* [Assignment]
Write every line of the material again exactly, with no pictures in the copy.

* [Entries shown]
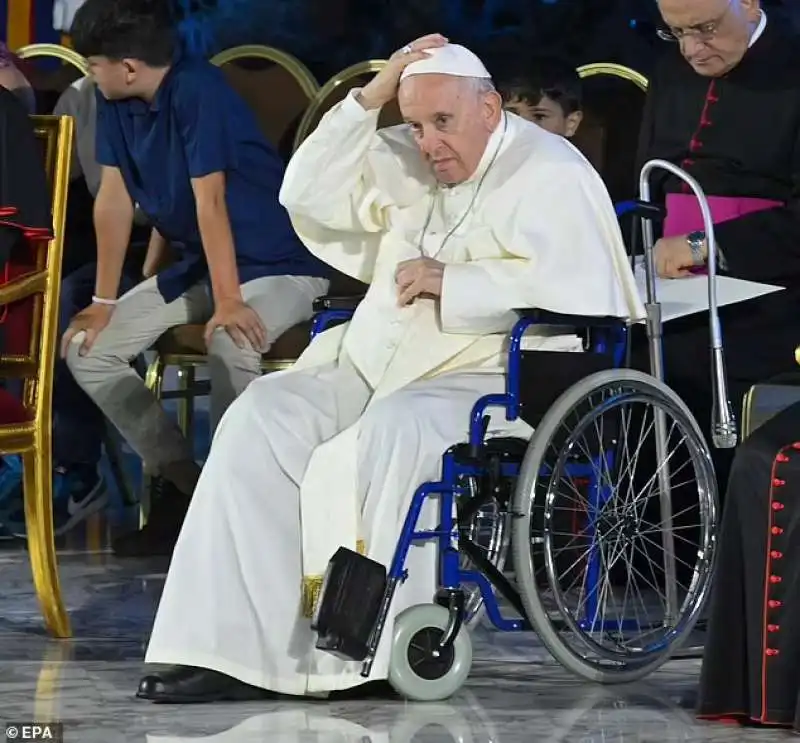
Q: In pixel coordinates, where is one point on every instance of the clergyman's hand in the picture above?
(91, 322)
(383, 87)
(673, 257)
(418, 277)
(240, 321)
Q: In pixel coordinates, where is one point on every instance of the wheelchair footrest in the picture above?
(348, 604)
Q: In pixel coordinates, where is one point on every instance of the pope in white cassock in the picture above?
(454, 219)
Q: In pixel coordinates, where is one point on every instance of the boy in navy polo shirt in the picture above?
(544, 90)
(174, 138)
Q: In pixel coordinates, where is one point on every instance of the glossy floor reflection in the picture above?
(88, 683)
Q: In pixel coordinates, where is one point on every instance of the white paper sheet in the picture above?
(681, 297)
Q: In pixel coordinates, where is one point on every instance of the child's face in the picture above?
(547, 114)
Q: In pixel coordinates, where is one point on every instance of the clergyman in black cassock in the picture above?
(738, 134)
(750, 670)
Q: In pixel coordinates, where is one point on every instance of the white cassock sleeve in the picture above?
(328, 179)
(561, 250)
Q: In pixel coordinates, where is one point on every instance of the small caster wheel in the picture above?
(418, 669)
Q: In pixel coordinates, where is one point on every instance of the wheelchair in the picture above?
(551, 534)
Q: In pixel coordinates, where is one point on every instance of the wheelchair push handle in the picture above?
(723, 421)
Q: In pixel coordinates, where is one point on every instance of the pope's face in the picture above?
(451, 119)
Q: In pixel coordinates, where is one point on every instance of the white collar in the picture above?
(762, 24)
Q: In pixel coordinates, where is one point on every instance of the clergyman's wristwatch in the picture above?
(696, 242)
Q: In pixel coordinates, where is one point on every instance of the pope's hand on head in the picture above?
(383, 87)
(418, 277)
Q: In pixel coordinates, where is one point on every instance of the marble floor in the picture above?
(88, 682)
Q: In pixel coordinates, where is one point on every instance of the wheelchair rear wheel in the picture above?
(614, 526)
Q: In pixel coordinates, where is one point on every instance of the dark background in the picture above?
(329, 35)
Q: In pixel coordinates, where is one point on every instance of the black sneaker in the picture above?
(158, 536)
(77, 494)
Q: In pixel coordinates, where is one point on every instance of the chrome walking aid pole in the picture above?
(723, 424)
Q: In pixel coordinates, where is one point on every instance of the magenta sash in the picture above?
(683, 211)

* [Response to the task]
Q: In pixel coordinates, where is one point on every instance of the clergyman's hand in the picture above?
(91, 322)
(383, 87)
(673, 257)
(418, 277)
(240, 321)
Q: In pixel coordinates, where is one point on every instance of the wheelchair footrest in the picture above?
(348, 604)
Q: In pixel coordinates, where is one point on every instance of the pope in white cassock in the picture above?
(454, 219)
Q: In pixel coordinates, where is one point on every instance of the boy in navy polo shirt in the picture above?
(544, 90)
(174, 138)
Q: In pixel coordinates, where is one point on every instance of the glossy floor reflection in the picture above?
(88, 683)
Q: In pixel coordinates, where is one point on every instance of the white paper sheet in the picture above?
(681, 297)
Q: In pixel coordinates, where is one point on every instance of the child's face in the picture above?
(547, 114)
Q: In pixel coordinates, where is one point on every instance of the clergyman in black cassock in the picture above?
(738, 134)
(750, 670)
Q: In pixel coordinates, where is one point on every instance of the white cassock sleeve in the picture above?
(328, 179)
(561, 250)
Q: In pixel coordinates, where is one point on every instance of the small caster wheel in the picture above?
(418, 669)
Q: In pixel coordinates, where is one point on every instance of the wheelchair in the picture above?
(551, 534)
Q: In pixel coordinates, where is one point on every instance of the wheelchair push handle in the picture above?
(723, 421)
Q: In pixel coordinates, where is one point on every instance of the pope's face in the picture above?
(451, 119)
Q: In pixel coordinates, where is one point on every instance of the white collar in the picture above?
(762, 24)
Q: In pixel coordinates, where is one point on every instance of the clergyman's wristwatch in the picture above?
(696, 242)
Q: In pixel coordinates, where is one point on every instance of the pope's hand on head in the picture above?
(383, 87)
(418, 277)
Q: In pixel coordinates, where is one point on every instance of the marble floor in the picture above?
(88, 682)
Q: In pixel coordinates, where is one point on every instance of the wheelchair rear wheel in the picture above?
(614, 526)
Q: In pixel coordinates, where is one point on every instance of the dark background in the picture above?
(329, 35)
Q: In pixel coordinates, where is one point on every instance of the black sneaker in the picture above?
(158, 536)
(77, 494)
Q: In pixel coordinates, where is one point on every instance of the chrome walking aid pole in the picture above?
(723, 424)
Q: In pixel coordinates, where is one point on every instance of the magenta sash in the picture above?
(683, 211)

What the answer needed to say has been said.